◆ PAGE EXTRACT:
This summer, SPUR allowed me to take a step far outside my comfort zone. As a student studying finance and minoring in CIS, I usually navigate DCF models, coding assignments, and investment reports. Biology was never on my radar—until now. With guidance from Dr. Shuva Gupta (Penn) and Dr. Divyansh Agarwal (MIT), I self-taught my way into the world of single-cell RNA sequencing (scRNA-seq), and along the way, discovered an overlooked problem: its environmental cost.
Single-cell RNA sequencing (scRNA-seq) measures the RNA expression of individual cells, allowing researchers to study cellular differences that bulk RNA-seq averages out. This makes it possible to identify rare cell populations, trace developmental processes, and characterize how cells respond differently within the same tissue. These insights are crucial for advancing cancer research, immunology, and other fields where cell-level heterogeneity is significant.
While doing my research, the news out of China hit close: mosquito-borne diseases like Chikungunya are spreading further due to climate change. Climate change is an enduring crisis that affects nearly every aspect of human and ecological life. Without stronger regulations, global temperatures are projected to rise by 2.6 to 3.1 degrees Celsius this century—a shift that would put coastal cities such as Rio de Janeiro, Shanghai, Miami, and Osaka at risk of flooding, drive increases in heat-related illnesses, worsen maternal and infant health outcomes, and exacerbate preexisting medical conditions. The financial toll is expected to reach trillions of dollars, while hundreds of biodiversity-rich habitats face heightened risk. A culprit of climate change is carbon footprint, defined as the total amount of CO2e-equivalent, the amount of CO2 with the same global warming potential as all the greenhouse gases emitted directly or indirectly.
Biology, the field working to understand and mitigate these public health threats, also has its own environmental impact. In the computation side of biology research, the algorithms we run to process data consume electricity, and when electricity is generated from fossil fuels, every computation carries a carbon footprint. For scRNA-seq, which analyzes thousands of cells individually to reveal gene expressions, the data is massive, the workflows are complex, and the carbon costs can quietly add up.

◆ TASKS AND EXERCISES:
1: According to the SPUR essay, how much are global temperatures projected to rise this century without stronger regulations?
2: Please explain, in one to three sentences, why the SPUR essay says computational biology research carries a carbon footprint.

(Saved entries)

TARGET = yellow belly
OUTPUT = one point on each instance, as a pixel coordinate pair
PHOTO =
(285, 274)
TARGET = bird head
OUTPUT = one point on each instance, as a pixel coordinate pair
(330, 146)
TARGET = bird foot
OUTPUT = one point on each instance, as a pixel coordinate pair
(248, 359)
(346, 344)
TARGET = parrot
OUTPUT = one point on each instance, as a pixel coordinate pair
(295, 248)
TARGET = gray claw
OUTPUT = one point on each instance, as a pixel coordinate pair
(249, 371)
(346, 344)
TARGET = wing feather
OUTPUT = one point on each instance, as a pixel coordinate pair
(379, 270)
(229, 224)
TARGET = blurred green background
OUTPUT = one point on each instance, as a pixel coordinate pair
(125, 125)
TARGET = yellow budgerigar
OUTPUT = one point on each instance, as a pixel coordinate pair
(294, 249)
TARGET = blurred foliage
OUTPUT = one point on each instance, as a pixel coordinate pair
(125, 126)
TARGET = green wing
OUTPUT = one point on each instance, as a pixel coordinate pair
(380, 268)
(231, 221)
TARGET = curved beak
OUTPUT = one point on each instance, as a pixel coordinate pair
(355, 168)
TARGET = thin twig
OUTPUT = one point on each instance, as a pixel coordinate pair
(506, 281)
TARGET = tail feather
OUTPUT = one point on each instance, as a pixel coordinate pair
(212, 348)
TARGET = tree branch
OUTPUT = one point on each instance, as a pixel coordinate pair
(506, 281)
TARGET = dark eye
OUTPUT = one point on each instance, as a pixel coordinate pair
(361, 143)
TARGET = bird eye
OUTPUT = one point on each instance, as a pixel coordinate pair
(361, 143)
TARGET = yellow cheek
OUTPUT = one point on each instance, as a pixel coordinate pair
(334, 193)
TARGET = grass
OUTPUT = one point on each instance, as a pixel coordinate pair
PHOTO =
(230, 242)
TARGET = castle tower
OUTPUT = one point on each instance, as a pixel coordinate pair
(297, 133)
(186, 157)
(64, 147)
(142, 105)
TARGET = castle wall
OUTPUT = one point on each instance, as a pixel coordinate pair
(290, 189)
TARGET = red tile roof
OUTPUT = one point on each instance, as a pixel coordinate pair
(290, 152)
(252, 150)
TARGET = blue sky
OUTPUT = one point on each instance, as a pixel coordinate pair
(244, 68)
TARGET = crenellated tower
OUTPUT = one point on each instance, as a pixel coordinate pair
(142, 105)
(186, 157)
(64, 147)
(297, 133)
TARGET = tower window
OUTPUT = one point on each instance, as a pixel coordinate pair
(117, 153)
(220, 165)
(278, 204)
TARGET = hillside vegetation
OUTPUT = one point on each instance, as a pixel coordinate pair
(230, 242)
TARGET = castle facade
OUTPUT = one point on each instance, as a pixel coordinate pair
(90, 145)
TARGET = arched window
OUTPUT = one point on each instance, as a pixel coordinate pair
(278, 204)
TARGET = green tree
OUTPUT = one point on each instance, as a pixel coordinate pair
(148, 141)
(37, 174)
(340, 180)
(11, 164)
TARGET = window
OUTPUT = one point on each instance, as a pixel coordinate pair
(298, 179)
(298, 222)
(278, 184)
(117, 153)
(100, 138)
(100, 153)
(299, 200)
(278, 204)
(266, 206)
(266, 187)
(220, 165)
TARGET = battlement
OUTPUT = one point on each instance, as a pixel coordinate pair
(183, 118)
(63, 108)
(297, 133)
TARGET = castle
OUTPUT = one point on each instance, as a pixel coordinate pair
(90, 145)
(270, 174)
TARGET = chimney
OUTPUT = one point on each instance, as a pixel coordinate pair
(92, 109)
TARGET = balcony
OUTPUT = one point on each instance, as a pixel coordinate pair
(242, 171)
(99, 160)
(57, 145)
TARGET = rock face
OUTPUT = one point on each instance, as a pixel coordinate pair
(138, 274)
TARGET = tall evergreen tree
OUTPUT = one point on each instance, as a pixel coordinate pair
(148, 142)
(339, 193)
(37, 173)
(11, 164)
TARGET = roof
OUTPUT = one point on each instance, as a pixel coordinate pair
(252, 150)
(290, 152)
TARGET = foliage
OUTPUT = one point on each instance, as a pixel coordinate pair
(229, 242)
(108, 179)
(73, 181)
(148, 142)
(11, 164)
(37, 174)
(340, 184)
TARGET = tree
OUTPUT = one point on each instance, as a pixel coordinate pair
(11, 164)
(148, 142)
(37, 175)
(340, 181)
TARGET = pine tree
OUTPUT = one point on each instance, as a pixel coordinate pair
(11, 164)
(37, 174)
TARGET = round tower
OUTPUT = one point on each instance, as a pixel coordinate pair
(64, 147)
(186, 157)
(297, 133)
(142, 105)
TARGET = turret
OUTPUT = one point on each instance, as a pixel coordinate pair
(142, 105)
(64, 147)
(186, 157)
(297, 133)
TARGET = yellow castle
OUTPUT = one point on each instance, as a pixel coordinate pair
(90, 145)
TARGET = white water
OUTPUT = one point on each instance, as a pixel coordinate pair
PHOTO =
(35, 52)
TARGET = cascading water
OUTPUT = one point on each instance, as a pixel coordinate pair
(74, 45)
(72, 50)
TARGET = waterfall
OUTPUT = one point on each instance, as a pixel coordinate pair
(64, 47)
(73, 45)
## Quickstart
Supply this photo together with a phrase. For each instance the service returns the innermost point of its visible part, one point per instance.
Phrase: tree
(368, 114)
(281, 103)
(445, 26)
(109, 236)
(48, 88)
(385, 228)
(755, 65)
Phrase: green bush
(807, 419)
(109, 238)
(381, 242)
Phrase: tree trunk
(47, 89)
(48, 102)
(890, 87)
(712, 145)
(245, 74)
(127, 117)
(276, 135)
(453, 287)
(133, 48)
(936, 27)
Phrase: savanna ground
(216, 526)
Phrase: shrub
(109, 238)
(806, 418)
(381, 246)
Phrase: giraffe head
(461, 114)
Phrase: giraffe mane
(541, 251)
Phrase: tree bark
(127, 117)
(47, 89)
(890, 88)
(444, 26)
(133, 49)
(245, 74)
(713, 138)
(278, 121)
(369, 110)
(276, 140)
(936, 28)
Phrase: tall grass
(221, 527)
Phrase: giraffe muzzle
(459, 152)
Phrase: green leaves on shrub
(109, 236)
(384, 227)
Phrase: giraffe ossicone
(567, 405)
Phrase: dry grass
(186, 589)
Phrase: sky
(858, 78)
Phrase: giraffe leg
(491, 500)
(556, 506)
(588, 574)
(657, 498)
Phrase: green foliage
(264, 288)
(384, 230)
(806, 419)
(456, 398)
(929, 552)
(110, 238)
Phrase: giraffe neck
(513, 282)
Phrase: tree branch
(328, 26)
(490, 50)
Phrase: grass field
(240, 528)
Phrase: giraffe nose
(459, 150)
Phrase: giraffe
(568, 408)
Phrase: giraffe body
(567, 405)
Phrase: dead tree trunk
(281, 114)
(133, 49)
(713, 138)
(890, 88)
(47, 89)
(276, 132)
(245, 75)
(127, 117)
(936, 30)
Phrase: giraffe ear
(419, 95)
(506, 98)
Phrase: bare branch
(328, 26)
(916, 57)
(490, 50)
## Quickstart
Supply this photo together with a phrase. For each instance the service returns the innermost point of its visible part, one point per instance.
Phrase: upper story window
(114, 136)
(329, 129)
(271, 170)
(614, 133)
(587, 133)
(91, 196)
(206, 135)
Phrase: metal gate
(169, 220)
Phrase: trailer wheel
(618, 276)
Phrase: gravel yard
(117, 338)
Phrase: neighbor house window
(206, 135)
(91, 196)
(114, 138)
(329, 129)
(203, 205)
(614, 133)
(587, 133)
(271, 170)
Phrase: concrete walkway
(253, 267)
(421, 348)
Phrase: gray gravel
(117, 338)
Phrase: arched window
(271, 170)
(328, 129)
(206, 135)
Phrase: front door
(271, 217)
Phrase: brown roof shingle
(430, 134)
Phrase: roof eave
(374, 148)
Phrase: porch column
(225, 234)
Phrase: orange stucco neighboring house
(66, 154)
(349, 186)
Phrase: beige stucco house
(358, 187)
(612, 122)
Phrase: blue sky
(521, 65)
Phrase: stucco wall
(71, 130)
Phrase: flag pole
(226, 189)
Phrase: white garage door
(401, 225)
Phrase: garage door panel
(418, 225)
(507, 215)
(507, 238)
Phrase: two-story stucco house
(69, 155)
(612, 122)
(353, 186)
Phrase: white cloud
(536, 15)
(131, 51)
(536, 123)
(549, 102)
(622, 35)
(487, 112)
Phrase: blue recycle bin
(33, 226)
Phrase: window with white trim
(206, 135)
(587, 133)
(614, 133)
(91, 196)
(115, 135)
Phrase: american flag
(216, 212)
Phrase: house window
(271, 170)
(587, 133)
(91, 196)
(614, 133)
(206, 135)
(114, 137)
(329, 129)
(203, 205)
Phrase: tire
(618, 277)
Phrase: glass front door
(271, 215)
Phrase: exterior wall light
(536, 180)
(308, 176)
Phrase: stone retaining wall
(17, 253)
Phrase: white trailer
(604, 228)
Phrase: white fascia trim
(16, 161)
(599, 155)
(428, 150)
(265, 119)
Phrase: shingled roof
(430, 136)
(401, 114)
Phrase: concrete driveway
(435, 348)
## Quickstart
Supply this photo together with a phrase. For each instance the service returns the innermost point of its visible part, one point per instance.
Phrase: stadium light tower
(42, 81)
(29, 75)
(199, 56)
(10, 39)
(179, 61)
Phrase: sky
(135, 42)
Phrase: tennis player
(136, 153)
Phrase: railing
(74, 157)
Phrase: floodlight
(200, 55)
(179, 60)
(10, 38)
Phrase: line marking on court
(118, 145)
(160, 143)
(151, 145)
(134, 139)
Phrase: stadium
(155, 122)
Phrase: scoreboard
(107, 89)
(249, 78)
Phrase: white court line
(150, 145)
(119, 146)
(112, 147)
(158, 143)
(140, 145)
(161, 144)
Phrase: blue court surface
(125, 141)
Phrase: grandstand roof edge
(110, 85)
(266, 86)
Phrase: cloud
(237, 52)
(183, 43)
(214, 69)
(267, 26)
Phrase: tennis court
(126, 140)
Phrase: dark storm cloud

◆ SOLUTIONS FOR EACH TASK:
1: 2.6 to 3.1 degrees Celsius.

2: The algorithms run to process data consume electricity. When that electricity is generated from fossil fuels, every computation carries a carbon footprint.